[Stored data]
- - -

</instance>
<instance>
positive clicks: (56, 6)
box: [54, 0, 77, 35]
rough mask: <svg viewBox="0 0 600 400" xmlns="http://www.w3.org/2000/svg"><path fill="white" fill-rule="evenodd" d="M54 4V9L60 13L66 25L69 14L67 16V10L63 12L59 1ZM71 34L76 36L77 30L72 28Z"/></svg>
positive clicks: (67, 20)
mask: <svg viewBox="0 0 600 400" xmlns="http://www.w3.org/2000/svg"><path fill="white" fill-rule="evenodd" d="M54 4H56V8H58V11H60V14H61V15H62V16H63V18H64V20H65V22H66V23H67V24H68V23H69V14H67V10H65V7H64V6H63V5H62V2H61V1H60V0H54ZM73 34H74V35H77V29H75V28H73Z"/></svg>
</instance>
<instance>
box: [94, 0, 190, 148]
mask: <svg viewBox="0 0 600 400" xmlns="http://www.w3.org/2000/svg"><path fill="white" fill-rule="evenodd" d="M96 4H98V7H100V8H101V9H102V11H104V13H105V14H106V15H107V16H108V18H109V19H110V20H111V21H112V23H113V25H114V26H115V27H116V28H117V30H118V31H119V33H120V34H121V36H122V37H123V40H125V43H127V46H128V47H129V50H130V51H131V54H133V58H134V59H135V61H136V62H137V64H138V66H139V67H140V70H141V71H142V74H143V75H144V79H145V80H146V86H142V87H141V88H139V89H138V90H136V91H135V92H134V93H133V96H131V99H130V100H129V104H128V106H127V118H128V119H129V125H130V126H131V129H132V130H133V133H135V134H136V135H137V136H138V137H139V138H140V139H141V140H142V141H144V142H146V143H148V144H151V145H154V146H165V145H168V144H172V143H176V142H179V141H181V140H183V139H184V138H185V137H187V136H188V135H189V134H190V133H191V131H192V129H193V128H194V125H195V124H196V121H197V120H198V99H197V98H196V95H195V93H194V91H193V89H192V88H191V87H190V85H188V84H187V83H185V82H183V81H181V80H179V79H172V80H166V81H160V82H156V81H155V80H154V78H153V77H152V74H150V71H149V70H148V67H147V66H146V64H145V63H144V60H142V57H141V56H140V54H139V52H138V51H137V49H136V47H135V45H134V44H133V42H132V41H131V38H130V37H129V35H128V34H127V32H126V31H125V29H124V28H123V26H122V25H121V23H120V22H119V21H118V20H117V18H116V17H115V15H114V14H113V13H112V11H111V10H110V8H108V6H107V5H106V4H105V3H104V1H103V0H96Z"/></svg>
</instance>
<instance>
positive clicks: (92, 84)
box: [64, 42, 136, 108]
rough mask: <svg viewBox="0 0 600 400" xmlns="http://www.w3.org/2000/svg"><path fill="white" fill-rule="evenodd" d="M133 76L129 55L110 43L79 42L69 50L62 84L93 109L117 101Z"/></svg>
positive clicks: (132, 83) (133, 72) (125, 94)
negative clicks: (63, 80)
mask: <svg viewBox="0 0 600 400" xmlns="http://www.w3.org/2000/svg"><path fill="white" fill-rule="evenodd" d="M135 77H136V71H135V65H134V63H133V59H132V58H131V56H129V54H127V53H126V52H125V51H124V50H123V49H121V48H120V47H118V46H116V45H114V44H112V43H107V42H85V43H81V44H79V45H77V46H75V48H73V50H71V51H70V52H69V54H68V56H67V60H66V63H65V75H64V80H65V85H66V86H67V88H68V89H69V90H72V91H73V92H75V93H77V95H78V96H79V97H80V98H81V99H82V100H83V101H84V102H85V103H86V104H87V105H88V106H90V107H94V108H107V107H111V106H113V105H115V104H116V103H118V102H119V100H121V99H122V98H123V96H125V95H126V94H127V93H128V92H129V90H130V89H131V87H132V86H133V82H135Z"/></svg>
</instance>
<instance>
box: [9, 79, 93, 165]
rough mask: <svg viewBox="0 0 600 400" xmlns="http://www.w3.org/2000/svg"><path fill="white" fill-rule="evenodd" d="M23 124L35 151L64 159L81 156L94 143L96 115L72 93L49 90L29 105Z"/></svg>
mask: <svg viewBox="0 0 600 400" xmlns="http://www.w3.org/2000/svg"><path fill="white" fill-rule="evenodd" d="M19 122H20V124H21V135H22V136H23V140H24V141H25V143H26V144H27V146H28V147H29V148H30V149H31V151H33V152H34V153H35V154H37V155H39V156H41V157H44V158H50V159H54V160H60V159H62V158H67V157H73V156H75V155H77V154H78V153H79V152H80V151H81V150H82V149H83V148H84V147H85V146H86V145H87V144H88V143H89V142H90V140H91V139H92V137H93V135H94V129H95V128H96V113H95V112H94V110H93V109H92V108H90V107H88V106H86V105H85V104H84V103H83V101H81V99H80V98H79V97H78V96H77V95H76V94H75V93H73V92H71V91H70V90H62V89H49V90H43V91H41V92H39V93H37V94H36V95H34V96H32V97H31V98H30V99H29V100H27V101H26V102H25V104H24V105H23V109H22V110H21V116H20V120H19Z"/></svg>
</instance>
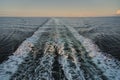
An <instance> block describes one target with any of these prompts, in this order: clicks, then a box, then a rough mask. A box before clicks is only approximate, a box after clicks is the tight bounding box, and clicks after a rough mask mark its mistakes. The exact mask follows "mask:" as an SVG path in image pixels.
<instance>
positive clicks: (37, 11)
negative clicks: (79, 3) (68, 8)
mask: <svg viewBox="0 0 120 80" xmlns="http://www.w3.org/2000/svg"><path fill="white" fill-rule="evenodd" d="M101 12H102V11H74V10H73V11H70V10H69V11H64V10H52V11H50V10H42V11H38V10H22V11H18V10H13V11H9V12H4V13H0V15H2V14H4V15H5V16H18V17H21V16H22V17H30V16H31V17H39V16H40V17H89V16H91V17H92V16H93V17H94V16H111V14H108V13H104V12H102V13H101ZM7 13H9V14H7ZM4 15H2V16H4Z"/></svg>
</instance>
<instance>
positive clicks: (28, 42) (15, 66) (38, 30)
mask: <svg viewBox="0 0 120 80" xmlns="http://www.w3.org/2000/svg"><path fill="white" fill-rule="evenodd" d="M13 54H14V55H12V56H10V57H9V59H8V60H7V61H5V62H4V63H2V64H0V79H2V80H21V79H24V80H120V77H119V75H120V62H119V61H118V60H116V59H114V58H113V57H111V56H108V54H103V53H102V52H100V50H99V49H98V47H97V46H96V45H95V44H93V43H92V41H91V40H90V39H88V38H85V37H83V36H81V35H80V34H79V33H78V32H77V31H76V30H75V29H74V28H73V27H72V26H68V25H65V22H63V21H62V20H60V19H57V18H51V19H50V20H49V21H48V22H46V23H45V24H44V25H43V26H42V27H40V28H39V29H38V30H37V31H36V32H35V33H34V34H33V35H32V36H31V37H30V38H28V39H26V40H25V41H24V42H23V43H22V44H21V45H20V46H19V48H18V49H17V50H16V51H15V53H13Z"/></svg>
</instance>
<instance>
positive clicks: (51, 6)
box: [0, 0, 120, 17]
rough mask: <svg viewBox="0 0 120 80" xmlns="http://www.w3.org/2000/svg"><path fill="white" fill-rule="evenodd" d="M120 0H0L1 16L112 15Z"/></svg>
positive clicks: (118, 5)
mask: <svg viewBox="0 0 120 80" xmlns="http://www.w3.org/2000/svg"><path fill="white" fill-rule="evenodd" d="M118 12H119V13H120V0H0V16H70V17H72V16H111V15H115V14H119V13H118Z"/></svg>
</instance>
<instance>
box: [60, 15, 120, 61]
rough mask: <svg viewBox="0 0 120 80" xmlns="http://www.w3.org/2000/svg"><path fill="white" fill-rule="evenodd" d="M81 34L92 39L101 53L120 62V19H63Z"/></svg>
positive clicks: (64, 20)
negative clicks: (106, 53)
mask: <svg viewBox="0 0 120 80" xmlns="http://www.w3.org/2000/svg"><path fill="white" fill-rule="evenodd" d="M61 20H62V21H63V22H64V23H65V24H66V25H68V26H72V27H74V28H75V29H76V30H77V31H78V32H79V34H81V35H83V36H84V37H87V38H89V39H91V40H92V41H93V42H94V43H95V44H97V45H98V46H99V48H100V49H101V51H103V52H106V53H109V54H111V55H113V56H114V57H116V58H118V59H119V60H120V17H119V16H117V17H91V18H90V17H89V18H61Z"/></svg>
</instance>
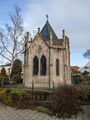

- - -

ABOUT THIS EXERCISE
Please output the lines from the line that contains "positive clicks: (28, 42) (15, 66) (38, 30)" through the end of the records, both ends included, exactly and with no pictures.

WORKED SOLUTION
positive clicks: (28, 42) (15, 66) (38, 30)
mask: <svg viewBox="0 0 120 80" xmlns="http://www.w3.org/2000/svg"><path fill="white" fill-rule="evenodd" d="M13 54H14V55H12V56H10V57H9V59H8V60H7V61H5V62H4V63H2V64H0V79H2V80H21V79H24V80H120V77H119V75H120V62H119V61H118V60H116V59H114V58H113V57H111V56H108V54H103V53H102V52H100V50H99V49H98V47H97V46H96V45H95V44H93V43H92V41H91V40H90V39H88V38H85V37H83V36H81V35H80V34H79V33H78V32H77V31H76V30H75V29H74V28H73V27H72V26H68V25H65V22H63V21H62V20H60V19H57V18H51V19H50V20H49V21H48V22H46V23H45V24H44V25H43V26H42V27H40V28H39V29H38V30H37V31H36V32H35V33H34V34H33V35H32V36H31V37H30V38H28V39H26V40H25V41H24V42H23V43H22V44H21V45H20V46H19V48H18V49H17V50H16V51H15V53H13Z"/></svg>
</instance>
<instance>
positive clicks: (51, 6)
box: [0, 0, 120, 17]
rough mask: <svg viewBox="0 0 120 80" xmlns="http://www.w3.org/2000/svg"><path fill="white" fill-rule="evenodd" d="M120 0H0L1 16L112 15Z"/></svg>
positive clicks: (118, 5)
mask: <svg viewBox="0 0 120 80" xmlns="http://www.w3.org/2000/svg"><path fill="white" fill-rule="evenodd" d="M118 12H119V13H120V0H0V16H70V17H72V16H111V15H115V14H119V13H118Z"/></svg>
</instance>
<instance>
box: [60, 15, 120, 61]
rough mask: <svg viewBox="0 0 120 80" xmlns="http://www.w3.org/2000/svg"><path fill="white" fill-rule="evenodd" d="M81 34L92 39L101 53L120 62V19H63Z"/></svg>
positive clicks: (64, 20)
negative clicks: (106, 53)
mask: <svg viewBox="0 0 120 80" xmlns="http://www.w3.org/2000/svg"><path fill="white" fill-rule="evenodd" d="M61 20H62V21H63V22H64V23H65V24H66V25H68V26H72V27H74V28H75V29H76V30H77V31H78V32H79V34H81V35H83V36H84V37H87V38H89V39H91V40H92V41H93V42H94V43H95V44H97V45H98V46H99V48H100V49H101V51H103V52H106V53H109V54H111V55H113V56H114V57H116V58H118V59H119V60H120V17H119V16H117V17H91V18H90V17H89V18H61Z"/></svg>
</instance>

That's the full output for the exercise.